Task instructions
Reproduce every line of the rows below with no changes, but leave the pictures out.
— begin Given information —
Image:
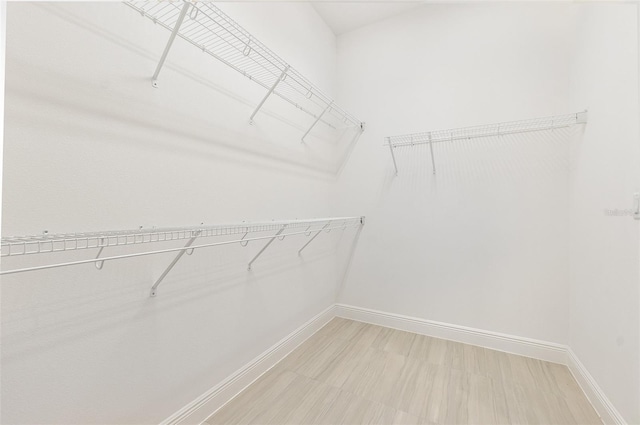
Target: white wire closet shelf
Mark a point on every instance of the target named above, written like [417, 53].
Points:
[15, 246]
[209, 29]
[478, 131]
— end Given information —
Output for this task
Image:
Target: white wire closet shelf
Mark a point on every instance of the target named above, written like [417, 53].
Points:
[15, 246]
[209, 29]
[478, 131]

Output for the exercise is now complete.